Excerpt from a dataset
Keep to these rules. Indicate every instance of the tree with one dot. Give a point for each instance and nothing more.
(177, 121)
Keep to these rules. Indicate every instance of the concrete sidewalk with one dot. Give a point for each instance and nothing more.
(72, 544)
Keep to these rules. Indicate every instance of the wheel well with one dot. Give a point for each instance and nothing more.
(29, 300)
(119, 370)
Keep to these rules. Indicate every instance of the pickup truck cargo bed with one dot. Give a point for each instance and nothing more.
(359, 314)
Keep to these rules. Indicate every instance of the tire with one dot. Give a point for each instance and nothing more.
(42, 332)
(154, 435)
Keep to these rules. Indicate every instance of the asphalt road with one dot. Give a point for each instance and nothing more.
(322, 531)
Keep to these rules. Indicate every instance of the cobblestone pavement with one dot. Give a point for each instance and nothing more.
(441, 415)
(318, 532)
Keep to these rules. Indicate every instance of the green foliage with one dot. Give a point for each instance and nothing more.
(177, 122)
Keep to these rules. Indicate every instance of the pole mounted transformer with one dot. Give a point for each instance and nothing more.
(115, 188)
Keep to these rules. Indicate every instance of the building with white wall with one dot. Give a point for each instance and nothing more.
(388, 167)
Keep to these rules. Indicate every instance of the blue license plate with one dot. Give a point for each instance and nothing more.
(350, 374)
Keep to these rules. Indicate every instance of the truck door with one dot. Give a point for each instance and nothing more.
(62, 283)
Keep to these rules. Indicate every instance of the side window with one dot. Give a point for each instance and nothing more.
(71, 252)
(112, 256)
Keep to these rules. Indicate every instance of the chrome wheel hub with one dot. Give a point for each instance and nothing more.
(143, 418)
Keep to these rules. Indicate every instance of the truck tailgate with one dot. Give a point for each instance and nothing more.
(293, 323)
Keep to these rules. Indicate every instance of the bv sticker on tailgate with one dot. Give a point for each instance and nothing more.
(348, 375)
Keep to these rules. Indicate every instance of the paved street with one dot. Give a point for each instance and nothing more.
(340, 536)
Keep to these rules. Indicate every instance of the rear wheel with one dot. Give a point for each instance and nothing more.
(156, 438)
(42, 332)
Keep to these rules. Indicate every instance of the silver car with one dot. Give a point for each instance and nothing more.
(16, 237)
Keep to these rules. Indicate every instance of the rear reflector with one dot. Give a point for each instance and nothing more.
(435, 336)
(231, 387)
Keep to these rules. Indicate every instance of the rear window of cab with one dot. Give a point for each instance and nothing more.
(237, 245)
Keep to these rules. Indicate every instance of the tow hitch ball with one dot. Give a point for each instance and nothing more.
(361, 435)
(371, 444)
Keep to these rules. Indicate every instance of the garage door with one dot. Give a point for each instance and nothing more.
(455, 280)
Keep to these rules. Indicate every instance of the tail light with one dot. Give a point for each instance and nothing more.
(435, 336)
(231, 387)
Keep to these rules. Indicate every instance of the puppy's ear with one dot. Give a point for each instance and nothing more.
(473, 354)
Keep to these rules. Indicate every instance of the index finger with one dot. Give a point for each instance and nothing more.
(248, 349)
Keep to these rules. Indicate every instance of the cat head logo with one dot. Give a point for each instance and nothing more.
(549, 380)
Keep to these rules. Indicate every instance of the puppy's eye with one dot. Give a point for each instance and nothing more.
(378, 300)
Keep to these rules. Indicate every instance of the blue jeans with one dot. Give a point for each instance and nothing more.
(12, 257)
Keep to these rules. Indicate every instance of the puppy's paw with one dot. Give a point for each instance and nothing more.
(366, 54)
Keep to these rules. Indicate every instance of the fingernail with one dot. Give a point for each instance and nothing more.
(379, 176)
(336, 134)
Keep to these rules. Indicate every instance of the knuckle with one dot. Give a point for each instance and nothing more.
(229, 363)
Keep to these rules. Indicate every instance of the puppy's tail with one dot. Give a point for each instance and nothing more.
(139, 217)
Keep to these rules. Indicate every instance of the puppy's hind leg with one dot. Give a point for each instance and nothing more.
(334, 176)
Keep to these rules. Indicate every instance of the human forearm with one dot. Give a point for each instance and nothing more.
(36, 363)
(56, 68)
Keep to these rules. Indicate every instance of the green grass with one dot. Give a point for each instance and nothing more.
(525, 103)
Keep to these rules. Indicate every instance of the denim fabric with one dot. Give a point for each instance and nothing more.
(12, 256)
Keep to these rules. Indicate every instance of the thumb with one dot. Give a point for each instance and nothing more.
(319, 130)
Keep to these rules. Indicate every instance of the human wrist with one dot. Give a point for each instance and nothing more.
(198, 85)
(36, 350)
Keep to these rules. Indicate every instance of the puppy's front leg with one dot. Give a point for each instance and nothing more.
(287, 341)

■ Challenge
Every line of the material must be returned exactly as it appears.

■ Exercise solution
Keep to these rules. Indicate every instance of the tree with one dot. Give a point for each instance and nothing more.
(177, 121)
Keep to these rules. Indicate every instance of the concrete sidewalk with one dot. Give a point for each instance and nothing more.
(72, 544)
Keep to these rules. Indicate every instance of the wheel well with one dot. Give a point for each instance and nothing more.
(29, 300)
(119, 370)
Keep to these rules. Indicate every instance of the pickup truck cargo bed with one dot. Give a point for each instance and nothing more.
(359, 314)
Keep to these rules. Indicate every instance of the tire with one dot. Give a point for each instance and nothing more.
(42, 332)
(154, 435)
Keep to these rules. Indicate every instance of the asphalt road with one dot. Give a point for each instance and nothing more.
(322, 531)
Keep to these rules. Indicate every instance of the cobblestone pavement with one dot. Give a point for each instance and nothing more.
(441, 415)
(318, 532)
Keep to these rules. Indicate every instance of the green foliage with one dot. Give a point for each instance and nothing more.
(177, 122)
Keep to these rules. Indicate every instance of the pole mounted transformer with one dot. Give a point for each instance and nothing more.
(115, 188)
Keep to these rules. Indicate every instance of the building with white wall with one dot. Give a point for each instance and nothing more.
(388, 167)
Keep to these rules. Indicate every instance of the blue license plate with one dot. Give a point for each instance and nothing more.
(350, 374)
Keep to these rules. Indicate every instance of the truck door with one dot. Give a point for each instance and nothing more.
(62, 283)
Keep to these rules. Indicate every instance of the side window with one dot. Give a point for each instance and nothing more.
(71, 252)
(112, 256)
Keep to these rules. Indicate every instance of the chrome wheel hub with one dot. Give a point for each instance and nothing more.
(143, 418)
Keep to these rules. Indicate every instance of the truck tailgate with one dot. Give a point for each instance and nothing more.
(293, 323)
Keep to these rules. Indicate every instance of the bv sticker on tailgate with one dot. Give a point for each instance and nothing more.
(348, 375)
Keep to these rules. Indicate every instance of the paved street with one dot. Give a point for each instance and nothing more.
(340, 536)
Keep to these rules. Indicate every instance of the rear wheel with one dot. Give a point for each instance and nothing more.
(156, 438)
(42, 332)
Keep to these rules. Indicate every instance of the silver car with one dot. Give a point for each instance and nothing more.
(16, 237)
Keep to these rules. Indicate every instance of the rear reflector with one dot. Give a point for each instance and nothing more.
(435, 336)
(231, 387)
Keep to these rules. Indicate every instance of the rear window of cab with one dot. Give a point for each instance and nothing more.
(237, 245)
Keep to these rules. Indicate every instance of the tow hitch ball with one dot. Give a point for each instance and nothing more.
(361, 435)
(371, 444)
Keep to these rules. Indicate every instance of the garage door with one dot. Give a point for each instance and nothing more.
(455, 280)
Keep to these rules. Indicate every instance of the tail light with one dot. Give a point for each instance and nothing more.
(435, 336)
(231, 387)
Keep to these rules. Indicate every instance of the puppy's ear with one dot. Give a point for each instance and nothing more.
(473, 354)
Keep to these rules. Indicate every instance of the index finger with one dot. Give a point for each instance and nothing more.
(248, 349)
Keep to these rules. Indicate every instance of the cat head logo with one dot. Give a point for each instance and nothing more.
(549, 380)
Keep to these rules. Indicate every instance of the puppy's eye with one dot. Give a point for each instance and nothing more.
(378, 300)
Keep to these rules. Indicate every instance of the blue jeans with one dot. Give a point for each instance and nothing more.
(12, 257)
Keep to these rules. Indicate every instance of the puppy's paw with one dot. Give a point for each instance and nothing more.
(366, 54)
Keep to these rules. Indicate every instance of the fingernail with one dot. Give a point for each instance and nothing more.
(379, 176)
(336, 134)
Keep to these rules. Indicate every instance of the knuckle with one dot. Give a point for each instance and nothing more.
(229, 363)
Keep to these rules. Indicate every instance of the puppy's tail with one dot. Give a point for each instance and nothing more.
(139, 217)
Keep to these rules. Indicate every instance of the puppy's hind leg with one dot. Give a point for each instance and nothing more.
(334, 176)
Keep to these rules. Indicate every instance of the human forearm with one dot. Give a point for each instance and nothing more.
(36, 363)
(56, 68)
Keep to these rules. Indicate every instance of the green grass with one dot. Give a point for each instance and nothing more.
(525, 103)
Keep to these rules. Indicate every instance of the denim fabric with one dot. Give a point for each instance and nothing more.
(12, 256)
Keep to these rules. Indicate every instance of the thumb with one dot. Give a point for each instance and nothing more.
(319, 130)
Keep to these rules. Indicate every instance of the human wrist with one dot. Give a point for each instance and nothing more.
(198, 85)
(36, 350)
Keep to these rules. Indicate every instance of the puppy's front leg with one dot. Give a point for each instance and nothing more.
(287, 341)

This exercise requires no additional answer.